### EXCERPT TO READ

Infertility: Types, Factors, and Treatments
Infertility is described as the inability to conceive or carry a child to delivery. The term is usually limited to situations where the couple has had intercourse regularly for one year without using birth control. The term sterility is restricted to lack of sperm production or inability to ovulate. Approximately 40% of reported cases of infertility are due to problems in the male; another 40% to problems in the female; the remaining 20% are of unknown cause or due to problems in both the male and female.
In an article found in a Spanish health related website www.ondasalud.com, infertility is briefly described and divided into different types:
Primary Infertility: This is when the couple achieves gestation, but is unable to fulfill it with a live infant.
Secondary Infertility: When the couple, after pregnancy and normal birth, is not able to give birth to a second alive child.
Primary Sterility: This on the other hand, is when the couple, after a year and a half of sexual relationship without contraceptives has been unable to get pregnant.
Secondary Sterility: When the couple, after the birth of their first alive child, is not able to gestate in the next two to three years of sexual relationships without contraceptives.
There are also certain factors that influence the male’s fertility. For instance there is the pre-testicular factor; this is when there are alterations in the hormones which stimulate the testicle. This is not an often factor. On the other hand, the testicular factor is when there are certain abnormalities present, which could be genetic, congener (from birth), or acquired (like in infections). Finally, we have the post-testicular factor, which affect the spermatozoids once they left the testicles. These can be obstructions to the spermatic way, seminal infections, and the presence of anti-spermatic antibodies, ejaculatory alterations, and coital alterations.
The absence, lack, or low quality of the sperm, can be a result of a testicular factor like genetic cases, and many other causes that can be acquired in a male’s daily life, like the use of certain drugs, exposure to radiations, or even. On the other hand, if it is due to a post-testicular factor it could be due to malformations in the deferent conducts, or to a vasectomy. When it comes to the quality and quantity of the sperm, the life style of the male can be of influence. For instance, alcohol and drugs can also temporally reduce the quality of the sperm.
On the other hand, factors that influence a women’s ability to fertilize can be the following:
Cervical Factor: There could be functional or anatomic alterations, which can interfere the way the sperm follows, from the vagina until on of the fallopian tubes.
Uterine Factor: Like malformations, or benign tumors.
Other Factors can be alterations to the tubes, or the space of the ovaric tube, like for instance, infections or inflammations of the tubes, also an endocrine factor, like a Polycystic Ovary is possible.
Like for men, factors related to a female’s life style like stress, her diet, and the consumption of certain drugs or alcohol can alter her hormonal balance.

### Data items
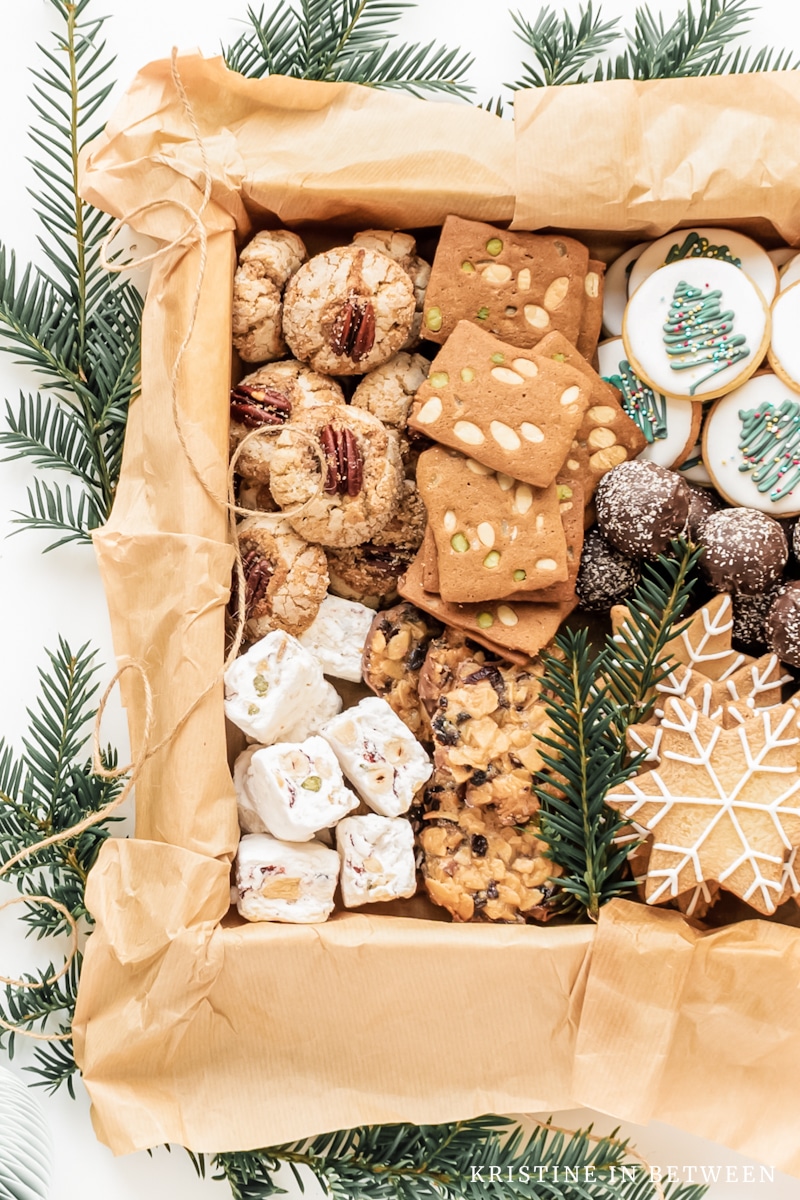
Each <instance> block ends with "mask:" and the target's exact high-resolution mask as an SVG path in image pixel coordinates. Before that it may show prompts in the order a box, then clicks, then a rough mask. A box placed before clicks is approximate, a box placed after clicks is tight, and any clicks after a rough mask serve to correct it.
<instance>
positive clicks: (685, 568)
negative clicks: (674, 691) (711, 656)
mask: <svg viewBox="0 0 800 1200" xmlns="http://www.w3.org/2000/svg"><path fill="white" fill-rule="evenodd" d="M700 554H702V550H700V548H699V547H697V546H693V545H692V544H691V542H687V541H686V540H684V539H678V540H675V541H673V542H672V553H670V554H661V556H660V558H658V560H657V563H655V564H651V563H645V564H644V569H643V572H642V581H640V583H639V584H638V587H637V588H636V590H634V593H633V596H632V598H631V601H630V602H628V605H627V608H628V613H630V617H628V619H627V620H626V622H625V624H624V626H622V629H621V630H620V632H619V634H618V635H616V636H615V637H612V636H610V635H609V637H608V640H607V656H606V660H604V662H603V671H604V674H603V680H602V683H603V686H604V689H606V692H607V695H608V697H609V698H610V700H612V702H613V707H614V727H615V730H616V732H618V736H619V737H620V739H624V738H625V732H626V730H627V727H628V726H630V725H639V724H640V722H642V721H646V720H648V718H649V716H650V715H651V713H652V709H654V707H655V702H656V694H655V686H656V684H658V683H661V680H662V679H664V678H666V676H667V674H668V672H669V667H668V662H667V655H666V653H664V649H666V646H667V642H669V641H670V638H673V637H676V636H678V635H679V634H680V632H681V630H682V629H684V628H685V626H684V625H680V619H681V617H682V614H684V613H685V612H686V606H687V604H688V601H690V598H691V595H692V590H693V588H694V583H696V577H694V568H696V566H697V563H698V562H699V558H700Z"/></svg>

### INSTRUCTIONS
a) Reproduce from the infertility passage the words between "Secondary Infertility: When" and "to get pregnant.", inclusive.
b) Condense the paragraph of the infertility passage beginning "Infertility is described as the inability" into a short bulleted list that retains its main facts.
Draw solely on the infertility passage when responding.

### SOLUTIONS FOR EACH TASK
a)
Secondary Infertility: When the couple, after pregnancy and normal birth, is not able to give birth to a second alive child.
Primary Sterility: This on the other hand, is when the couple, after a year and a half of sexual relationship without contraceptives has been unable to get pregnant.

b)
- Infertility: the inability to conceive or carry a child to delivery, usually applied when a couple has had regular intercourse for one year without birth control.
- Sterility: restricted to lack of sperm production or inability to ovulate.
- Causes of reported cases: about 40% are due to problems in the male, about 40% to problems in the female, and the remaining 20% are of unknown cause or due to problems in both.